** start SUPPLIED TEXT **

The different states were at constant war with one another, and the uncertainty of succession to the chieftainship opened the way for interminable broils within the limits of each state.

Among the numerous aspirants within the same family who were more or less eligible for election to the chieftainship the most sanguinary wars arose, all the more embittered because the warfare was between men of the same kith and kin. Even after the introduction of tanistry, by which the successor was designated by the reigning chief and recognized by the people during his lifetime—a system intended to put an end to these tribal disputes—personal ambition or force of character continued to disturb the regularity of the succession. To guard against this there were to be found in every chieftain's courtyard a number of unfortunate youths of high position who were held in confinement, either to secure them from disputing the position of the chief or as hostages for the fealty of their families. Many of them passed long periods in imprisonment, and they were liable at any moment to be blinded or killed in their fetters if their friends showed any disposition to support their claims or if their captors had any reason to doubt the fidelity either of their relations or of their clan. On almost every page of the annals we read of the blinding or execution of some one or more of these unhappy lads, whose only crime was to have been born within the limits of the succession to the lordship of their people.[29]

Nor, when the chief was elected and inaugurated, was the clan permitted to settle down in peace. Every prince or chief, as soon as he was elected, thought it incumbent on him to prove his right to the chieftaincy above his competitors, whom his elevation had defeated and disappointed, by reducing any outstanding province or state that declined to recognize his authority. These expeditions were known as the creacht righi, or regal raids, and they were a constant pretext for external wars.

** end SUPPLIED TEXT **
** start EXCERPTED RECORDS **

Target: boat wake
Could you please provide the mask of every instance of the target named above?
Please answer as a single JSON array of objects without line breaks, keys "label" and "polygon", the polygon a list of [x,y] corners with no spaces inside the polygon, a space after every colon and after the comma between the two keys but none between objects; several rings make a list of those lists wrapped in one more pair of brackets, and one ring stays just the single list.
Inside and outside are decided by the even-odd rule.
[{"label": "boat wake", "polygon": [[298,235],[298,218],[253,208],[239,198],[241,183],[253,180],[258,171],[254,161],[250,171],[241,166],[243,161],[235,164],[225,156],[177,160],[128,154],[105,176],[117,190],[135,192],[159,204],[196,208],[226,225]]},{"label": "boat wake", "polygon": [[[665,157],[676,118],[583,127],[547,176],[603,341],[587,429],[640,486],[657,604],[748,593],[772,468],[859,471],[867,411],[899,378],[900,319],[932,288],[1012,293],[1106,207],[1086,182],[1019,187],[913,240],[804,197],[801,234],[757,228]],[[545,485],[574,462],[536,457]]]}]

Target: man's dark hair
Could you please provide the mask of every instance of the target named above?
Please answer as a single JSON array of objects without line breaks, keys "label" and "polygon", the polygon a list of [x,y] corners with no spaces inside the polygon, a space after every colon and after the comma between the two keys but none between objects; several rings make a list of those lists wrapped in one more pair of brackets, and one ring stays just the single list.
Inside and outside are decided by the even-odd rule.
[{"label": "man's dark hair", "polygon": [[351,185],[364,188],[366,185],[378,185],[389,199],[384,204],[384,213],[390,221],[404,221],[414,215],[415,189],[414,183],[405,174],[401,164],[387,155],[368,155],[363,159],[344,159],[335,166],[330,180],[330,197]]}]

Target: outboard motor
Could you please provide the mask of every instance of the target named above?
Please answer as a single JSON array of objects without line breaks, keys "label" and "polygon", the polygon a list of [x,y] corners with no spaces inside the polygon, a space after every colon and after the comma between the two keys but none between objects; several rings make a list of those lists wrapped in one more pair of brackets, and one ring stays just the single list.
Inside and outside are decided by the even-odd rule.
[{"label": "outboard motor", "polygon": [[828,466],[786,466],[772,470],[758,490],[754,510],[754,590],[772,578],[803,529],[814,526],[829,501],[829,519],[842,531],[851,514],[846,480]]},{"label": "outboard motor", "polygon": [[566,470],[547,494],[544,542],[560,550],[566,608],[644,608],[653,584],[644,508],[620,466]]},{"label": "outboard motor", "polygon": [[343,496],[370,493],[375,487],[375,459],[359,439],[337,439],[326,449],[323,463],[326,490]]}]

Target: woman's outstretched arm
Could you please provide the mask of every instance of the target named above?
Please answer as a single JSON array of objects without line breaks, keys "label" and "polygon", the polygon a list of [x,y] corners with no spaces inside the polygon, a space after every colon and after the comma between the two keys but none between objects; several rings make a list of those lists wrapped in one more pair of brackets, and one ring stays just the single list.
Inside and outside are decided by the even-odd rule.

** end EXCERPTED RECORDS **

EXERCISE TASKS —
A) Rewrite the passage on chieftainship, beginning at the words "Nor, when the" and stopping after "for external wars.", renaming "regal raids" as "royal forays".
B) According to the passage on chieftainship, what were the expeditions of a newly elected chief against provinces that refused his authority called?
The entries are not needed here.

SOLUTIONS TO THE EXERCISE —
A)
Nor, when the chief was elected and inaugurated, was the clan permitted to settle down in peace. Every prince or chief, as soon as he was elected, thought it incumbent on him to prove his right to the chieftaincy above his competitors, whom his elevation had defeated and disappointed, by reducing any outstanding province or state that declined to recognize his authority. These expeditions were known as the creacht righi, or royal forays, and they were a constant pretext for external wars.

B) They were called the creacht righi, or regal raids.